Re: [VOTE] KIP-572: Improve timeouts and retires in Kafka Streams

Matthias J. Sax Thu, 04 Jun 2020 17:26:27 -0700

Guozhang,

what you propose makes sense, but this seems to get into implementation
detail territory already?


Thus, if there are nor further change requests to the KIP wiki page
itself, I would like to proceed with the VOTE.


-Matthias

On 5/20/20 12:30 PM, Guozhang Wang wrote:
> Thanks Matthias,
> 
> I agree with you on all the bullet points above. Regarding the admin-client
> outer-loop retries inside partition assignor, I think we should treat error
> codes differently from those two blocking calls:
> 
> Describe-topic:
> * unknown-topic (3): add this topic to the to-be-created topic list.
> * leader-not-available (5): do not try to create, retry in the outer loop.
> * request-timeout: break the current loop and retry in the outer loop.
> * others: fatal error.
> 
> Create-topic:
> * topic-already-exists: retry in the outer loop to validate the
> num.partitions match expectation.
> * request-timeout: break the current loop and retry in the outer loop.
> * others: fatal error.
> 
> And in the outer-loop, I think we can have a global timer for the whole
> "assign()" function, not only for the internal-topic-manager, and the timer
> can be hard-coded with, e.g. half of the rebalance.timeout to get rid of
> the `retries`; if we cannot complete the assignment before the timeout runs
> out, we can return just the partial assignment (e.g. if there are two
> tasks, but we can only get the topic metadata for one of them, then just do
> the assignment for that one only) while encoding in the error-code field to
> request for another rebalance.
> 
> Guozhang
> 
> 
> 
> On Mon, May 18, 2020 at 7:26 PM Matthias J. Sax <mj...@apache.org> wrote:
> 
>> No worries Guozhang, any feedback is always very welcome! My reply is
>> going to be a little longer... Sorry.
>>
>>
>>
>>> 1) There are some inconsistent statements in the proposal regarding what
>> to
>>> deprecated:
>>
>> The proposal of the KIP is to deprecate `retries` for producer, admin,
>> and Streams. Maybe the confusion is about the dependency of those
>> settings within Streams and that we handle the deprecation somewhat
>> different for plain clients vs Streams:
>>
>> For plain producer/admin the default `retries` is set to MAX_VALUE. The
>> config will be deprecated but still be respected.

====================

### Objectives
**a.** Answer these from the KIP-572 thread, one line each:
(i) In the describe-topic list, what happens on an unknown-topic (3) error?
(ii) What example value is given for the hard-coded timer on the whole "assign()" function?
(iii) What is the default `retries` for a plain producer or admin client?
**b.** Swap "implementation" for "design" in the KIP-572 thread, then write out the part that opens with the words containing "Re: [VOTE] KIP-572: Improve" and closes with "detail territory already?".
**c.** Rewrite the paragraph of the KIP-572 thread that begins "And in the outer-loop" as a short bulleted list that keeps its main points.
The items are not used in any of this work.

====================

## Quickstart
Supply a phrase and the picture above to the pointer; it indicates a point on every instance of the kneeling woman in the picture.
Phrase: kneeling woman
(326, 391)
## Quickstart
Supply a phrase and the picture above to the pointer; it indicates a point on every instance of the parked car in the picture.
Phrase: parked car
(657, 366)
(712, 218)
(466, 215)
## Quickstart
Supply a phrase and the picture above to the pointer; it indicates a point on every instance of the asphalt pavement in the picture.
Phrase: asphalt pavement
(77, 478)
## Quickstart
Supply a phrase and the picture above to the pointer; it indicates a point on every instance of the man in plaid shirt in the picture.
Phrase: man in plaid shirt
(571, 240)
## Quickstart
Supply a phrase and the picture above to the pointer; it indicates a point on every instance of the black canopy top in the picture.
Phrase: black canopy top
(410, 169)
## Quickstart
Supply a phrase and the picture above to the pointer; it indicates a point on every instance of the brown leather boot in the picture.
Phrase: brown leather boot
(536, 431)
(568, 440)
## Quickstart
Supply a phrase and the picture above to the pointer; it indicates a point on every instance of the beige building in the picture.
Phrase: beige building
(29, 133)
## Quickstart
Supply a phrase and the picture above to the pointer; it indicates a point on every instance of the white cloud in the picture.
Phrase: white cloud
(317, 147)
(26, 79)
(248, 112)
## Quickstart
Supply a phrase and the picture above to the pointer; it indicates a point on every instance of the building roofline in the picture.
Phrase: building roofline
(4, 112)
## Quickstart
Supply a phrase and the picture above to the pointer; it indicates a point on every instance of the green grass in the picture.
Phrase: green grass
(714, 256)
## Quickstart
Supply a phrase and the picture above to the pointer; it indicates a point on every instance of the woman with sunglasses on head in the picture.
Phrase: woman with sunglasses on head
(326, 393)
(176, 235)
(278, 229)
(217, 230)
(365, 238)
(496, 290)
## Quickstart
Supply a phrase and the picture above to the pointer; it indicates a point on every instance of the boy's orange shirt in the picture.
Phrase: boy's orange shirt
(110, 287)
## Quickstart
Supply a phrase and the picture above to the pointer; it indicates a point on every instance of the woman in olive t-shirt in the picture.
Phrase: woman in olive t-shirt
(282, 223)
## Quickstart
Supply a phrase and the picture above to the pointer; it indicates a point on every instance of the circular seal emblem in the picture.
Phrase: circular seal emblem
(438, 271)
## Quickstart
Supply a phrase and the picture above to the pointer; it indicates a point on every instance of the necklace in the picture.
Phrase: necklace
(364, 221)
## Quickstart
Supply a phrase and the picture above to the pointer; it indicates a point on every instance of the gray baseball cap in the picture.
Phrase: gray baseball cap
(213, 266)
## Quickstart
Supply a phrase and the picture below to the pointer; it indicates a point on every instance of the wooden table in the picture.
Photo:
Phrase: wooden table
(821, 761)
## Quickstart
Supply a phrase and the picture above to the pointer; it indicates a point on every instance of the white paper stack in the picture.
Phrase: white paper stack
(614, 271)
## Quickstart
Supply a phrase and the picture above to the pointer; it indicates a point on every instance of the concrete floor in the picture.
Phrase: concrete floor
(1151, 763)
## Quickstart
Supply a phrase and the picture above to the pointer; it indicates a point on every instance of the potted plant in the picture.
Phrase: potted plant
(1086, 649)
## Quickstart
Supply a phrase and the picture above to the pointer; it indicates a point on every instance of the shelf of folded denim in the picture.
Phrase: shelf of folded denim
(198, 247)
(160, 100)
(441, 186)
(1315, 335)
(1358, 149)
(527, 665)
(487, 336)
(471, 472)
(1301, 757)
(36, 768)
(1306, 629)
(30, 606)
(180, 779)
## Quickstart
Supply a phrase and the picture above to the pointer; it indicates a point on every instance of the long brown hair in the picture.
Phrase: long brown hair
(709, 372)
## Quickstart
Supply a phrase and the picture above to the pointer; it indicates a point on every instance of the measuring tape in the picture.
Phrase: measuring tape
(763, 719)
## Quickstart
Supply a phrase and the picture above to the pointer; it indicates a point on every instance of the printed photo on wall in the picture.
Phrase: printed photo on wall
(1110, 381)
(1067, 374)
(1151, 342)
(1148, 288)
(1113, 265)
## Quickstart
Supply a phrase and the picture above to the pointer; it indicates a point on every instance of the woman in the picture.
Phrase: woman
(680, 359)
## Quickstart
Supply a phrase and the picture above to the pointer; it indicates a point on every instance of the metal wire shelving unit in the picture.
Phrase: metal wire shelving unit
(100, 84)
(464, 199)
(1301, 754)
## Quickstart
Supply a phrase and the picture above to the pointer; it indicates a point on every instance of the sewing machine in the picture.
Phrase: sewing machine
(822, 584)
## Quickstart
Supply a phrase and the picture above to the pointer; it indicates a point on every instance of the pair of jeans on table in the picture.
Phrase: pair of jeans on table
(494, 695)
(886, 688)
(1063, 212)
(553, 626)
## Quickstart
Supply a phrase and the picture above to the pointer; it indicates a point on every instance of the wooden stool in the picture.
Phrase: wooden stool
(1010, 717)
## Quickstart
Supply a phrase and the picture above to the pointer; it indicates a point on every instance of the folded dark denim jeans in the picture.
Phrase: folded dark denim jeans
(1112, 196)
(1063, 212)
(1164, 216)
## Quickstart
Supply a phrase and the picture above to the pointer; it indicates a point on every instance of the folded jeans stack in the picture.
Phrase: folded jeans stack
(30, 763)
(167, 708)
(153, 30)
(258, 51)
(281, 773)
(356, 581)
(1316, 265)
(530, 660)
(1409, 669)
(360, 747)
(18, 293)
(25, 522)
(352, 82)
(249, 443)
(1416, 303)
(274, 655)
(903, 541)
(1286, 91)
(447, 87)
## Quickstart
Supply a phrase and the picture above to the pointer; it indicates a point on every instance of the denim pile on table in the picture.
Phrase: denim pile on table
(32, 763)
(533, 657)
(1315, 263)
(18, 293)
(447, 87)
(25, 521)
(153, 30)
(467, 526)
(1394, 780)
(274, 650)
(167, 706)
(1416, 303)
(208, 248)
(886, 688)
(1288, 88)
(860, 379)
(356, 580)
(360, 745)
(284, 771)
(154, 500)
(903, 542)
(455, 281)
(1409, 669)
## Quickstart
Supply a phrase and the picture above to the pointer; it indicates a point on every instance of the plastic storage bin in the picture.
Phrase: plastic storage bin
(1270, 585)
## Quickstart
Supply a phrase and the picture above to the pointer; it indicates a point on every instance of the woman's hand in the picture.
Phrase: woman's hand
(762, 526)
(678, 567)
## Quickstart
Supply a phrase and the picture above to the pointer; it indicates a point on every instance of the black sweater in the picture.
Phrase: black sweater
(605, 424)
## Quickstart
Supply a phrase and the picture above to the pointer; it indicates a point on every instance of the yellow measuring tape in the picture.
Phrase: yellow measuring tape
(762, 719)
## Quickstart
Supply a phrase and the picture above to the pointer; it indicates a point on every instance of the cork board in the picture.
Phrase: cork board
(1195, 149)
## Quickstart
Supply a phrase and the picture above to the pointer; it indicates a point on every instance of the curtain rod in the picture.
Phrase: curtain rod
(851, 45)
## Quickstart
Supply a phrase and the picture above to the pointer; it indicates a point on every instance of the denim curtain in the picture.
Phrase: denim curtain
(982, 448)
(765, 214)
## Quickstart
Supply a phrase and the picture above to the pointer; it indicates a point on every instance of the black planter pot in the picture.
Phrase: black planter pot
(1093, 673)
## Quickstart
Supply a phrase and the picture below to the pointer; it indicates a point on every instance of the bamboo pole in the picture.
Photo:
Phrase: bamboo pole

====================

### Answers
**a.**
(i) The topic is added to the to-be-created topic list.
(ii) Half of the rebalance.timeout.
(iii) MAX_VALUE.

**b.**
Re: [VOTE] KIP-572: Improve timeouts and retires in Kafka Streams

Matthias J. Sax Thu, 04 Jun 2020 17:26:27 -0700

Guozhang,

what you propose makes sense, but this seems to get into design
detail territory already?

**c.**
- Use a global timer for the whole "assign()" function, not only for the internal-topic-manager.
- Hard-code the timer, e.g. at half of the rebalance.timeout, to get rid of `retries`.
- If the assignment cannot be completed before the timeout runs out, return a partial assignment. For example, if topic metadata is available for only one of two tasks, assign only that one.
- Encode a request for another rebalance in the error-code field.